> What needs to be done: For each statement below, decide whether the text on detecting component failures supports it, answering yes or no and quoting the deciding words of the text. 1. CHMDiag ends an action that runs past the time configured for that action. 2. Through the CRFE API, each client gets its own background thread for asynchronous publication of events. 3. The oclumon chmdiag query command can produce a report in PDF format.

> Extract:
● ● ●
3.4 Detecting Component Failures and Self-healing Autonomously

Improved ability to detect component failures and self-heal autonomously improves business continuity.

Cluster Health Monitor introduces a new diagnostic feature that identifies critical component events that indicate pending or actual failures and provides recommendations for corrective action. These actions may sometimes be performed autonomously. Such events and actions are then captured and admins are notified through components such as Oracle Trace File Analyzer.

Terms Associated with Diagnosability

CHMDiag: CHMDiag is a python daemon managed by osysmond that listens for events and takes actions. Upon receiving various events/actions, CHMDiag validates them for correctness, does flow control, and schedules the actions for runs. CHMDiag monitors each action to its completion, and kills an action if it takes longer than pre-configured time specific to that action.

This JSON file describes all events/actions and their respective attributes. All events/actions have uniquely identifiable IDs. This file also contains various configurable properties for various actions/events. CHMDiag loads this file during its startup.

CRFE API: CRFE API is used by all C clients to send events to CHMDiag. This API is used by internal clients like components (RDBMS/CSS/GIPC) to publish events/actions.

This API also provides support for both synchronous and asynchronous publication of events. Asynchronous publication of events is done through a background thread which will be shared by all CRFE API clients within a process.

CHMDIAG_BASE: This directory resides in ORACLEB_BASE/hostname/crf/chmdiag. This directory path contains following directories, which are populated or managed by CHMDiag.

  • ActionsResults: Contains all results for all of the invoked actions with a subdirectory for each action.
  • EventsLog: Contains a log of all the events/actions received by CHMDiag and the location of their respective action results. These log files are also auto-rotated after reaching a fixed size.
  • CHMDiagLog: Contains CHMDiag daemon logs. Log files are auto-rotated and once they reach a specific size. Logs should have sufficient debug information to diagnose any problems that CHMDiag could run into.
  • Config: Contains a run sub-directory for CHMDiag process pid file management.
New commands to query, collect, and describe CHMDiag events/actions sent by various components:
  • oclumon chmdiag description: Use the oclumon chmdiag description command to get a detailed description of all the supported events and actions.
  • oclumon chmdiag query: Use the oclumon chmdiag query command to query CHMDiag events/actions sent by various components and generate an HTML or a text report.
  • oclumon chmdiag collect: Use the oclumon chmdiag collect command to collect all events/actions data generated by CHMDiag into the specified output directory location.
● ● ●
> Data for analysis:
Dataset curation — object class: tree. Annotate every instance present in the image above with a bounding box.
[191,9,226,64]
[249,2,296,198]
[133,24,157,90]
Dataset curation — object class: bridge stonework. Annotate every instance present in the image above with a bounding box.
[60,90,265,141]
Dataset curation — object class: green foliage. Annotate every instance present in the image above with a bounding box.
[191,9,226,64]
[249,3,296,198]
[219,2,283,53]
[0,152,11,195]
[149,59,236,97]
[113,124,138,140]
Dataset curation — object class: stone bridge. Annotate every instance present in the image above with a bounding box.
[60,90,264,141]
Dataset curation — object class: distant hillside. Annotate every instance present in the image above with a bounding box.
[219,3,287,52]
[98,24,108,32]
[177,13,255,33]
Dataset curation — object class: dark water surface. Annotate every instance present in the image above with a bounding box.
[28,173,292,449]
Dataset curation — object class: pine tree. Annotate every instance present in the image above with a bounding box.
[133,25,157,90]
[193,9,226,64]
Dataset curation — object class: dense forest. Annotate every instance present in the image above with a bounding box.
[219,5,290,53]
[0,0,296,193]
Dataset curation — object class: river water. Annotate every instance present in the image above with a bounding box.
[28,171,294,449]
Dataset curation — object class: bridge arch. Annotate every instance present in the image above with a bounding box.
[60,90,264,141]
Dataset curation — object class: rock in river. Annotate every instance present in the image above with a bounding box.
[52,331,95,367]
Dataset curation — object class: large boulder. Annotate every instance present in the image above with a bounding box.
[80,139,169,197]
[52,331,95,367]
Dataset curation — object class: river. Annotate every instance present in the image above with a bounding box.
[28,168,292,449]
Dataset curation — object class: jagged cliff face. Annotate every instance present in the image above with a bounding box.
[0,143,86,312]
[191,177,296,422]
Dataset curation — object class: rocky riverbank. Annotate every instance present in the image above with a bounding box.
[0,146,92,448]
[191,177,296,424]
● ● ●
> Solution for this problem:
1. Yes: "kills an action if it takes longer than pre-configured time specific to that action"
2. No: "Asynchronous publication of events is done through a background thread which will be shared by all CRFE API clients within a process"
3. No: "generate an HTML or a text report"